> _Exercise goal_
Produce an exact copy of all the records.
── The data ──
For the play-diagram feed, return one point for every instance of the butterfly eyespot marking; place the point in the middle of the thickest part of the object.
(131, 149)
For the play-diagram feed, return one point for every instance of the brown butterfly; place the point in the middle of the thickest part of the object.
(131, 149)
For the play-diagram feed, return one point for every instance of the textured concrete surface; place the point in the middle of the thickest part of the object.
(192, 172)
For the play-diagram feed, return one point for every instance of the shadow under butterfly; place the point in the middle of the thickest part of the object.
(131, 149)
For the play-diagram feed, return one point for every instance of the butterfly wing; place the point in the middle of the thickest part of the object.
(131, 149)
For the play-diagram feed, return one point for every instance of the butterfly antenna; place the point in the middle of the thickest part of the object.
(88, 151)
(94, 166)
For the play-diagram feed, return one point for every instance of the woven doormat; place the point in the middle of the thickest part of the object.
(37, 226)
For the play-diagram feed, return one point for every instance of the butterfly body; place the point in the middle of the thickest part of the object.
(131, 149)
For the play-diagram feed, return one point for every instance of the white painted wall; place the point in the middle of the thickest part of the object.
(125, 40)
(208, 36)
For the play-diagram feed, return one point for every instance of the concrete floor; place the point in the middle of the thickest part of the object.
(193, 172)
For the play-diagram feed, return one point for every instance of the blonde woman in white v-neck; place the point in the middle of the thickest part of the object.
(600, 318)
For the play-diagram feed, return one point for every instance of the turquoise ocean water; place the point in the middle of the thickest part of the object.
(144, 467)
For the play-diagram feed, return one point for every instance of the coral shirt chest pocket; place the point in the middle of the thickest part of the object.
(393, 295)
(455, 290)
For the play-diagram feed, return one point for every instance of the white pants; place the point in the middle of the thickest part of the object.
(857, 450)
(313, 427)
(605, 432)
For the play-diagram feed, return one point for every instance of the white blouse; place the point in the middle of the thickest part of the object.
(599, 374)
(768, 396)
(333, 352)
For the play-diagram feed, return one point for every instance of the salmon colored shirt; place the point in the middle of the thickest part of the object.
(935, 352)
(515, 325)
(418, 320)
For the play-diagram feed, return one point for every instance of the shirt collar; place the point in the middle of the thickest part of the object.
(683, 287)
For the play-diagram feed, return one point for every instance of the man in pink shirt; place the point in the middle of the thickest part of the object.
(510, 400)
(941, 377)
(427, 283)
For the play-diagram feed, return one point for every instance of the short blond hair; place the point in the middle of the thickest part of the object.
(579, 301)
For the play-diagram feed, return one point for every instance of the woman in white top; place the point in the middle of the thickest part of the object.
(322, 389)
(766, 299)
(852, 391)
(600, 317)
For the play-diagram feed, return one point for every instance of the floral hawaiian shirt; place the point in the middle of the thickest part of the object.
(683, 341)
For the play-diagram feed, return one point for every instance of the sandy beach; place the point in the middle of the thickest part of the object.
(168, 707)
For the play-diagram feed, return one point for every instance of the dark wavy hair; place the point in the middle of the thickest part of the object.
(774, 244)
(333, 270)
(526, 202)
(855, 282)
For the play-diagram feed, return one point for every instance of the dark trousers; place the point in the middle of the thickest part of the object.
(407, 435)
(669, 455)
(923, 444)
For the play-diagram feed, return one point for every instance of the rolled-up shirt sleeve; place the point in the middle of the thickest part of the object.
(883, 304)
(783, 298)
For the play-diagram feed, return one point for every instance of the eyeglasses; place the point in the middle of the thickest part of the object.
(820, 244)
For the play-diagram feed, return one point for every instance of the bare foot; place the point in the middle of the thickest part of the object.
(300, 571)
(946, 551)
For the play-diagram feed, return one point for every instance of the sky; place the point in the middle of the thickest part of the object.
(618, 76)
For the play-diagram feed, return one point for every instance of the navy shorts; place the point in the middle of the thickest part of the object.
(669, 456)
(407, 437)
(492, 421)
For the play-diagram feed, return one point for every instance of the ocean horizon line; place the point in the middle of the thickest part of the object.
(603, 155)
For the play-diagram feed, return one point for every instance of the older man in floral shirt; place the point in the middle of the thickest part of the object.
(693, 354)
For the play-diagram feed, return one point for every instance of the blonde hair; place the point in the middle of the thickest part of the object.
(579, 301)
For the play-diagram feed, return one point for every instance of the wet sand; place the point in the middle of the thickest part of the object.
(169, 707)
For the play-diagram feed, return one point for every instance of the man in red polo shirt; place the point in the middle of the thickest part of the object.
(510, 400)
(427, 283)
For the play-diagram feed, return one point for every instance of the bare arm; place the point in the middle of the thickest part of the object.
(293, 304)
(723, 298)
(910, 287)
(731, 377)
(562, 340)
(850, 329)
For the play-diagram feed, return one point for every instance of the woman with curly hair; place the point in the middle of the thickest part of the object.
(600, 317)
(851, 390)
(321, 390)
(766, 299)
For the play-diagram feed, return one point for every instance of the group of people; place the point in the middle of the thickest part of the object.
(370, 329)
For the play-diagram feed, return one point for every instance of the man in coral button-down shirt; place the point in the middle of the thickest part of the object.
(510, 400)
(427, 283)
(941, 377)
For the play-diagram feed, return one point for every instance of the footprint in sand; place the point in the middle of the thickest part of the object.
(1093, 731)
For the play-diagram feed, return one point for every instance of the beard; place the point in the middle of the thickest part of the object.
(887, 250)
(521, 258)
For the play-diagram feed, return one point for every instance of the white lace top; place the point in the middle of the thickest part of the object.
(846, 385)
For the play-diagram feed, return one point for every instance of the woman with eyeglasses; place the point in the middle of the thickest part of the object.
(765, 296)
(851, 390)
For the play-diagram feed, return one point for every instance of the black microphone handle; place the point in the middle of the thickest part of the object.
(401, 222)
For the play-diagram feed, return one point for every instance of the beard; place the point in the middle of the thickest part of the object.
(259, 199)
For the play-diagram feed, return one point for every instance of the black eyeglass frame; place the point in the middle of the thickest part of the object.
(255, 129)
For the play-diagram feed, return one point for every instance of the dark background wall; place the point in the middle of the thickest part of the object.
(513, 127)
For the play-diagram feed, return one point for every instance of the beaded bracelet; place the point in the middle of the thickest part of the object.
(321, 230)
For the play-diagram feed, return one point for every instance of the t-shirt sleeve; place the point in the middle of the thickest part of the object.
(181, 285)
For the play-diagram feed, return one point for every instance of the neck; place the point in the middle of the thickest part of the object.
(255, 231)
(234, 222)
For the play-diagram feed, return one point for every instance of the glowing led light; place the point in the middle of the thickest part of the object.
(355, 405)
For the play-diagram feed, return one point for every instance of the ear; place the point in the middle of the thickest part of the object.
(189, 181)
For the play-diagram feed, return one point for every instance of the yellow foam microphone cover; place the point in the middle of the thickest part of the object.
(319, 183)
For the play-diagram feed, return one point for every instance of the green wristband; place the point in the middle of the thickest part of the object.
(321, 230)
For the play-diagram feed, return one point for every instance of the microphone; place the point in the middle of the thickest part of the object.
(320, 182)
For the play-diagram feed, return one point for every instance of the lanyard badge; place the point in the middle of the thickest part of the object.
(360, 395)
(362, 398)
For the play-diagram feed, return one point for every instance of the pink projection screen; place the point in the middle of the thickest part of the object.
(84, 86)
───
> _Output of the exercise_
For the play-diagram feed, return one point for every instance of the butterfly eyespot marking; place the point in the middle of the thickest part of the object.
(131, 149)
For the play-diagram feed, return one point for every instance of the brown butterfly; place the point in the middle of the thickest part of the object.
(131, 149)
For the play-diagram feed, return one point for every instance of the textured concrete surface; place the point in the middle of the thickest part of the object.
(192, 172)
For the play-diagram feed, return one point for every instance of the shadow under butterfly; place the point in the middle of the thickest part of the object.
(131, 149)
For the play-diagram feed, return one point for every instance of the butterfly wing; place the point in the middle of the thickest part of the object.
(131, 149)
For the play-diagram feed, return one point for every instance of the butterfly antenna; place the point in the middle of the thickest part of the object.
(88, 151)
(94, 166)
For the play-diagram feed, return one point for every instance of the woven doormat; place the point in the middle of the thickest part of the object.
(37, 226)
For the play-diagram feed, return one point for every instance of the butterfly body; place the point in the middle of the thickest part of the object.
(131, 149)
For the play-diagram feed, return one point for every instance of the white painted wall; place the point in the middle of the thickest part of the object.
(125, 40)
(208, 36)
For the play-diagram feed, return one point for every instance of the concrete floor; place the point in the middle of the thickest part of the object.
(193, 172)
For the play-diagram feed, return one point for every instance of the blonde woman in white v-neck; place the point in the middle of the thickest part of the object.
(600, 318)
For the play-diagram feed, return one point for every instance of the turquoise ocean water; place the point in the middle of the thickest part of the object.
(144, 467)
For the play-diagram feed, return one point for every instance of the coral shirt chest pocket; place the point in the middle of the thickest part of the object.
(393, 295)
(455, 290)
For the play-diagram feed, return one point for every instance of the white pants; place the point in the middle of the thickest part of the object.
(857, 450)
(313, 427)
(605, 432)
For the play-diagram feed, return one point for every instance of the white blouse; place the point in the middle of the thickest part of the object.
(599, 374)
(768, 396)
(333, 352)
For the play-diagram feed, return one point for every instance of the salmon colored shirt; place the point in the middle of the thickest part of the object.
(935, 352)
(515, 325)
(418, 320)
For the play-diagram feed, return one point for every instance of the shirt collar; place the point in the middle of the thickest part of the object.
(683, 287)
For the play-diagram feed, return one point for every instance of the man in pink shirt; place the point in the middle of the thickest part of the object.
(510, 400)
(941, 377)
(427, 283)
For the play-diagram feed, return one point for every instance of the short blond hair; place the point in the middle of the thickest part of the object.
(579, 301)
For the play-diagram feed, return one point for every instance of the woman in white top; place the point in the middle of the thickest part of the object.
(322, 389)
(766, 299)
(852, 391)
(600, 317)
For the play-diagram feed, return one point for every instance of the floral hawaiian shirt; place the point in the middle of the thickest part of the object.
(683, 341)
For the play-diagram feed, return one point for every instance of the sandy beach; place the point in the middle of the thickest part of the object.
(168, 707)
For the play-diagram feed, return one point for every instance of the dark wavy hair; place the point in the middle of the thickest part of the object.
(774, 244)
(333, 270)
(526, 202)
(855, 282)
For the play-diagram feed, return one point for every instance of the dark trousers; place the point in the middle of the thickest part of the object.
(407, 435)
(669, 455)
(923, 444)
For the play-diagram feed, return one point for every instance of the rolled-up shirt sleeve; place the point in the middle of the thickest part of the object.
(883, 304)
(783, 298)
For the play-diagram feed, return one point for every instance of the eyeglasses; place the point in the middle of the thickest part of the object.
(820, 244)
For the play-diagram feed, return one point for every instance of the bare foot; place the point in the middle of the thickest part of the object.
(300, 571)
(946, 551)
For the play-diagram feed, return one point for every instance of the sky; place the point in the middle of the thickest part of the object.
(618, 76)
For the play-diagram feed, return one point for every instance of the navy shorts; place the point in the middle of the thickest part of the object.
(669, 456)
(407, 437)
(492, 421)
For the play-diagram feed, return one point for every instance of the ocean horizon line; place the point in the middle of the thickest part of the object.
(603, 155)
For the play-diagram feed, return one point for every instance of the older man in floral shirt; place the point in the middle of the thickest part of the object.
(693, 354)
For the play-diagram feed, return one point for every instance of the blonde hair; place the point in the middle of the thickest part of the object.
(579, 301)
For the play-diagram feed, return one point for every instance of the wet sand; place the point in the middle of the thickest part of the object.
(169, 707)
For the play-diagram feed, return one point for every instance of the man in red polo shirt; place the point in the middle of the thickest part of the object.
(510, 400)
(427, 283)
For the play-diagram feed, return one point for every instance of the bare arm; place the point in the middle of the thickest part of the object.
(293, 304)
(723, 298)
(910, 287)
(731, 377)
(562, 340)
(850, 329)
For the play-diagram feed, return one point for every instance of the woman with curly hair; place the point in the middle of the thickest part of the object.
(600, 317)
(851, 390)
(321, 390)
(766, 299)
For the play-diagram feed, return one point for every instance of the group of people; place the point in the middle of the thickest part of the object.
(370, 329)
For the play-diagram feed, return one point for every instance of the man in coral button-down shirt; place the point in the middle of the thickest part of the object.
(510, 400)
(427, 283)
(941, 377)
For the play-diagram feed, return one point for every instance of the footprint in sand; place the point in the middle of the thickest part of the object.
(1093, 731)
For the play-diagram feed, return one point for every instance of the beard; place the point in the middle of the thickest part of the object.
(887, 250)
(521, 258)
For the play-diagram feed, return one point for every instance of the white lace top; place the point in the middle of the thickest part of the object.
(846, 385)
For the play-diagram feed, return one point for every instance of the woman with eyeglasses; place the point in the middle of the thickest part of the object.
(765, 296)
(851, 390)
For the play-diagram feed, return one point for every instance of the black microphone handle; place the point in the middle of the thickest part of the object.
(401, 222)
For the play-diagram feed, return one point for every instance of the beard; place the point in the middle of the thickest part of the object.
(259, 199)
For the play-diagram feed, return one point for every instance of the black eyeglass frame; place the point in the middle of the thickest part of the object.
(255, 129)
For the play-diagram feed, return one point for every instance of the dark background wall; place the point in the middle of the thickest part of the object.
(513, 127)
For the play-diagram feed, return one point for every instance of the beaded bracelet; place the point in the middle of the thickest part of the object.
(321, 230)
For the play-diagram feed, return one point for every instance of the t-shirt sleeve; place the point in the middle of the thickest part of the object.
(181, 285)
For the play-diagram feed, return one point for every instance of the neck; place the point in the middle of the thickest part of the object.
(255, 231)
(234, 222)
For the play-diagram feed, return one point for every instance of the glowing led light; place the point in the middle of the thickest part of the object.
(355, 405)
For the play-diagram feed, return one point for every instance of the ear; place the point in the middle of the thickest part of the object.
(189, 181)
For the play-diagram feed, return one point for every instance of the yellow foam microphone cover; place the point in the middle of the thickest part of the object.
(319, 183)
For the play-diagram feed, return one point for every instance of the green wristband; place the point in the middle of the thickest part of the object.
(321, 230)
For the play-diagram feed, return one point for every instance of the microphone; place the point in the middle of the thickest part of the object.
(320, 182)
For the play-diagram feed, return one point for every instance of the lanyard badge; place the point in the middle of the thickest part of the object.
(360, 395)
(362, 398)
For the play-diagram feed, return one point for every instance of the pink projection screen; place the point in the middle of the thickest part of the object.
(84, 86)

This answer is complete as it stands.